Problem 1 ▸ From the records below, output as a JSON list of strings, one string per line, the lines starting at the beginning of the records and going on through the line with "Detect: clear plastic bottle", leaving out blank lines.

Document passage ▸
§ §

I'm a big fan of analogies. Analogies are the Swiss Army knife of the brain (note: I'm also a fan of recursion). A good analogy gives you a clear mental model of something complicated. This is the first in a series of posts that was inspired by a walk through a toy store where I saw some of my favorite childhood games and for each one thought, "Wow, that game is just like . . . " about some facet of my job.
Jenga
Jenga is a game where you start with a bunch of rectangular blocks stacked in an orderly manner into a tower. The game progresses by each player pulling a block out of the structure and stacking it on top. In this way the tower becomes taller and less stable over time. Sound like any systems you know?
By day I specialize in brownfield development which is like walking into a Jenga game near the end. Actually, it's like walking into a game where most, if not all, of the original players have left because no one wanted to touch the unstable mess in front of them. In Jenga, the one who knocks the tower over loses. There are 2 ways to knock the tower over: by pulling out the wrong piece or by putting the piece in the wrong place. In other words you can lose by removing the wrong thing or adding the wrong thing.
So how do you play well?
To be a good Jenga player you need 2 things: An understanding of the tower's current state and a steady hand. If you ever have the chance to play against a mechanical engineer, civil engineer, or architect (the real kind) then realize that you will most likely be playing on the basis of your steady hand. These folks will look at the structure, see some crazy Beautiful Mind type equations floating around, and pull a piece that you'd never touch. In the same vein, the more you understand about how your current system is built, the better off you'll be when it comes time to remove sections of it.
The steady hand in Jenga is analogous to the work habits of a solid developer. If you're focused, consistent, and just a bit fearful, then you'll probably do better than someone who just adds stuff in willy-nilly.
To take the analogy beyond game play itself, if you do knock the tower over then what you do next is very important. If you quickly reset the game to play again, chances are you get to play again. If you look at the mess, say, "Sucks to be you!", and walk away then it's likely that no one will want to play with you ever again. Also bad: losing a piece.
In short: You can win by taking the time to understand things well, being careful, and cleaning up quickly when things fall apart.
This post will probably strike you as either common sense or absolute crazy talk. It is especially written for those in the latter group.

§ §

Data listing
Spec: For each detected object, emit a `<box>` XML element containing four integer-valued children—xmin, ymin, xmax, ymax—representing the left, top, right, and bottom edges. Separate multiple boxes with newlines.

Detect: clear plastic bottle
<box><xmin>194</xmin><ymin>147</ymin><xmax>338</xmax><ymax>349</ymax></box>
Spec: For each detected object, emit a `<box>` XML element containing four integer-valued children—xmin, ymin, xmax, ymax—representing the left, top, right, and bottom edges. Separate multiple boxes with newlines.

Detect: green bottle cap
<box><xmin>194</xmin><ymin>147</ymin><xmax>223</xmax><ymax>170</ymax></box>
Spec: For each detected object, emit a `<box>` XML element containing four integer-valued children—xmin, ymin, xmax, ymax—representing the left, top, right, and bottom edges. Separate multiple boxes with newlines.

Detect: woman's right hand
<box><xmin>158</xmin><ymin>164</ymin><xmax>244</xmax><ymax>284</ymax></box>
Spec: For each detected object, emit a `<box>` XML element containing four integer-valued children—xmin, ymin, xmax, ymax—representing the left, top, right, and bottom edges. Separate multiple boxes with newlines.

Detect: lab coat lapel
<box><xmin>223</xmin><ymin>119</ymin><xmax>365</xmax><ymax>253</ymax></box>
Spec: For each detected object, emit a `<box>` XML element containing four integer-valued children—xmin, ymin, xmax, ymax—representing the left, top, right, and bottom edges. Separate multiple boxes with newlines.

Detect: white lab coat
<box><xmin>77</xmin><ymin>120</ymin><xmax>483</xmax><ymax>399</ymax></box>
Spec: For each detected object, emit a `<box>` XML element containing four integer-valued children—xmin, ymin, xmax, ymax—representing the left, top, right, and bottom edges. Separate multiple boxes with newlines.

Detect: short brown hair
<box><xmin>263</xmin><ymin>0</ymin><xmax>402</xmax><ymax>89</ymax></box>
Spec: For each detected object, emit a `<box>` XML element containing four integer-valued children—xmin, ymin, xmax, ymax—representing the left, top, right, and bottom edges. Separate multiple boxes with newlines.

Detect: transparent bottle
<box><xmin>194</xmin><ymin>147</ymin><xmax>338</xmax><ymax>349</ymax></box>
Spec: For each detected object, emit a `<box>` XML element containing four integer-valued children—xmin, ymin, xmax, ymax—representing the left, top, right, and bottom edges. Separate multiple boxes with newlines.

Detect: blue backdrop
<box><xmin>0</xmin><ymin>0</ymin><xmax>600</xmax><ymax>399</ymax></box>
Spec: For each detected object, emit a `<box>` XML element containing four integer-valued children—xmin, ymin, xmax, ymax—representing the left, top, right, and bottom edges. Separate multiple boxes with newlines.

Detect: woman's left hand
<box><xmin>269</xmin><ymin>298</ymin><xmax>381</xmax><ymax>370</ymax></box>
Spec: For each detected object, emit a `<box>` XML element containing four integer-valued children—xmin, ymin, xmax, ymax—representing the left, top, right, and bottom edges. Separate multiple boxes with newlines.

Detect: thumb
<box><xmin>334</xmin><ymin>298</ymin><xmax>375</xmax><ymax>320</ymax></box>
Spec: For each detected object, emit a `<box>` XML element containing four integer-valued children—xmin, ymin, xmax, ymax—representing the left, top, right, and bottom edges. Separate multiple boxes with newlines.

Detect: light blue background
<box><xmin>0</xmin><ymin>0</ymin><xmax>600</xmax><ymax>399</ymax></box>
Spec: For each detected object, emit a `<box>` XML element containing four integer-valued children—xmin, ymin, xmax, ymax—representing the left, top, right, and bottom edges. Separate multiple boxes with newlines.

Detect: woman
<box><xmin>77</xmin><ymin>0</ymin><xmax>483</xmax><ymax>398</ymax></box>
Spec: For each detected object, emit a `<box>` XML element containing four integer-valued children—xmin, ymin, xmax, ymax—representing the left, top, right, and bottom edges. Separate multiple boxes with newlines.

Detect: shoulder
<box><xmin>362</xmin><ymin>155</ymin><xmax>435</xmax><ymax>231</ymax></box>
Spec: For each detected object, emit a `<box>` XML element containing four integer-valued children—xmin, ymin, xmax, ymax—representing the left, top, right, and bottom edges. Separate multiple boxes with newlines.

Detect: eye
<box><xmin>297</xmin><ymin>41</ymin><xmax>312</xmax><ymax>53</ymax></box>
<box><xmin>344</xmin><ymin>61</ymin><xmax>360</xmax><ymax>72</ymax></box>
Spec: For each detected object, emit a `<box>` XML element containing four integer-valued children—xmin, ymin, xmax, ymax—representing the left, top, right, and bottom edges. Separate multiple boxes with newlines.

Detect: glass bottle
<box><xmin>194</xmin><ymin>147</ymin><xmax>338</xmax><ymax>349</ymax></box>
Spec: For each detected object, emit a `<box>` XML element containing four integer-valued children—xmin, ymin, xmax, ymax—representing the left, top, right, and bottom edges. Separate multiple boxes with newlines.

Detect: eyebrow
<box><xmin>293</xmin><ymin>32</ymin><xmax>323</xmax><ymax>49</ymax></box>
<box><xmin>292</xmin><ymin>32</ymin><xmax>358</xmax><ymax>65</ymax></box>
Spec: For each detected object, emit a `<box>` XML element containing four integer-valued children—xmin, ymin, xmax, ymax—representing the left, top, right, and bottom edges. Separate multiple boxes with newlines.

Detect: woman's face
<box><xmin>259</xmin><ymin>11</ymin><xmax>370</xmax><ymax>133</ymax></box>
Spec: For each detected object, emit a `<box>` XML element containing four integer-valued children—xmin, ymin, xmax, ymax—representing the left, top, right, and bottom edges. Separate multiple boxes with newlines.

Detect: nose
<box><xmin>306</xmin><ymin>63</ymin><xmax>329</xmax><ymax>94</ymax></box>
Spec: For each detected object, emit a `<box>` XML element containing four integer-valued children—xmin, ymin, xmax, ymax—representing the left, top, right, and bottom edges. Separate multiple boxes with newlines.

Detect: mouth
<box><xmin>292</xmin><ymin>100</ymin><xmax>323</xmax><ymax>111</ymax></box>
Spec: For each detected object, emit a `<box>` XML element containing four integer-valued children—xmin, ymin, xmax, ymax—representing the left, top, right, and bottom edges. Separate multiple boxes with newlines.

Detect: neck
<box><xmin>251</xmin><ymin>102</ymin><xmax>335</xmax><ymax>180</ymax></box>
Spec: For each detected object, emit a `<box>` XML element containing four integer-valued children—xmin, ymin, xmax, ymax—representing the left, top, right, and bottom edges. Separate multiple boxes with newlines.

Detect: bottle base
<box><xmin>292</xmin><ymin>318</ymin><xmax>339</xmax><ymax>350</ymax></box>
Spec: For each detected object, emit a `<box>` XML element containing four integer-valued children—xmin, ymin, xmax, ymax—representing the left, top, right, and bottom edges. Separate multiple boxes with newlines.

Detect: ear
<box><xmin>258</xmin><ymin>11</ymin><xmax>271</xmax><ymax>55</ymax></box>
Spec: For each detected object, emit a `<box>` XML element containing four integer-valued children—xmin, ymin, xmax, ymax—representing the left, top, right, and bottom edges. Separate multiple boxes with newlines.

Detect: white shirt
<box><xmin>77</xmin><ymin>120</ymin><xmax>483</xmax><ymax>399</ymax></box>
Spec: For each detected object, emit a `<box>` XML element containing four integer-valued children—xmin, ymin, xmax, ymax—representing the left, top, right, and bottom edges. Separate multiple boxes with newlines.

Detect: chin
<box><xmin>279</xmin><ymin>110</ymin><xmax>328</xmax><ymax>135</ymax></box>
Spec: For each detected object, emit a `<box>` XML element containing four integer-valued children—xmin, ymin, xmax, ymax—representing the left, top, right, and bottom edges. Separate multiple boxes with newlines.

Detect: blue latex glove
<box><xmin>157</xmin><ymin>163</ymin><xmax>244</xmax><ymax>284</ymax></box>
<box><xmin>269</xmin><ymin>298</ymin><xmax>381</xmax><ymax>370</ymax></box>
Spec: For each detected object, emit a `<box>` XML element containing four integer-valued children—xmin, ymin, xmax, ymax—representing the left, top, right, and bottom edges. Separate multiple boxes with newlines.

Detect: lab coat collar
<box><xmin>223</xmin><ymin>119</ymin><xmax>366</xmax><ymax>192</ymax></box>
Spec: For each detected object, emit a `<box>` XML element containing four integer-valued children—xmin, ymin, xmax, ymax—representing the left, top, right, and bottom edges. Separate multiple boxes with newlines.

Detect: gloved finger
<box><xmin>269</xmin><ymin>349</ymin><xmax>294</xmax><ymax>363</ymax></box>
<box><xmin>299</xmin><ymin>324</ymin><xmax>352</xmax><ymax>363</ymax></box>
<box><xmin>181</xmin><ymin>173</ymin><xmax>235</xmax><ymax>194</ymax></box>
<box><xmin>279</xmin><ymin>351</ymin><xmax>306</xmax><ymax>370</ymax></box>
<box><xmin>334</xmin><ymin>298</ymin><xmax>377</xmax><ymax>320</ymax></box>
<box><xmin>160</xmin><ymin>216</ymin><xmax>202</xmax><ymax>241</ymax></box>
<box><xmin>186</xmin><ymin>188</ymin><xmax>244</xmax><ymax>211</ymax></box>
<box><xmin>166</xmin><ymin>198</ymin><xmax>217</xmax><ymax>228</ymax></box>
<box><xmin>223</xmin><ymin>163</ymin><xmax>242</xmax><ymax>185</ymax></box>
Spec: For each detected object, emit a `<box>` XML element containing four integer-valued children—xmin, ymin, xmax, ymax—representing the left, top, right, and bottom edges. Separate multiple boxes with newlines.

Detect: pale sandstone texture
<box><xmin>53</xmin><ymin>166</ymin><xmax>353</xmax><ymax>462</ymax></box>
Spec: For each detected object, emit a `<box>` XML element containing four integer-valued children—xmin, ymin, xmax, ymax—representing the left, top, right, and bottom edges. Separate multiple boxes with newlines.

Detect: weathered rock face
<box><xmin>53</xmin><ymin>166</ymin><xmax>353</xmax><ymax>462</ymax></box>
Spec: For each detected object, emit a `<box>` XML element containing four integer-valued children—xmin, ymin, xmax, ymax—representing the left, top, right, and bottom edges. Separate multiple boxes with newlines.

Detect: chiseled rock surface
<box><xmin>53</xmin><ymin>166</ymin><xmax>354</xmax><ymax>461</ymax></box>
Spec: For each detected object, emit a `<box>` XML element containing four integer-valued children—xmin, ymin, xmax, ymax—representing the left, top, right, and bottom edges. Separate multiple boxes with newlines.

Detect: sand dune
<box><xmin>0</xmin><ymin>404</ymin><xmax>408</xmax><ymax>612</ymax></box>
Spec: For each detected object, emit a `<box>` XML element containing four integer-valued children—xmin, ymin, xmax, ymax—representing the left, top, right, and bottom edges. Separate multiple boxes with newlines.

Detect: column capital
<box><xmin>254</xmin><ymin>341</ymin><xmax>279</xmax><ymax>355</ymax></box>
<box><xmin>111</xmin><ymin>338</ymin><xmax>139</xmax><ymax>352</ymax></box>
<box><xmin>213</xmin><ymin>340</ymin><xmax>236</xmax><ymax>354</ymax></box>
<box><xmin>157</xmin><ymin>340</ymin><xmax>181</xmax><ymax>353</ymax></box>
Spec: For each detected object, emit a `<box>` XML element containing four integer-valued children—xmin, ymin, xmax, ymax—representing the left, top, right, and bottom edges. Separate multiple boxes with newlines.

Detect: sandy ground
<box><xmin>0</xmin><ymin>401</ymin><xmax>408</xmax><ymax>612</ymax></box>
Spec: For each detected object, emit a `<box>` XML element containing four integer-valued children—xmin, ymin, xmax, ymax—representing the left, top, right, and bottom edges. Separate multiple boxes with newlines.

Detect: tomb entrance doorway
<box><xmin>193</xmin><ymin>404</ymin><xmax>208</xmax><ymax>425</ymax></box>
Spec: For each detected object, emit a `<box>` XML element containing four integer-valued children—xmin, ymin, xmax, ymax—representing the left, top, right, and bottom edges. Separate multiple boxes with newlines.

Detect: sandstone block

§ §

Problem 2 ▸ According to the Jenga post, what two things does a good Jenga player need?

Complete answer 1 ▸
[
  "Spec: For each detected object, emit a `<box>` XML element containing four integer-valued children—xmin, ymin, xmax, ymax—representing the left, top, right, and bottom edges. Separate multiple boxes with newlines.",
  "Detect: clear plastic bottle"
]

Complete answer 2 ▸ An understanding of the tower's current state and a steady hand.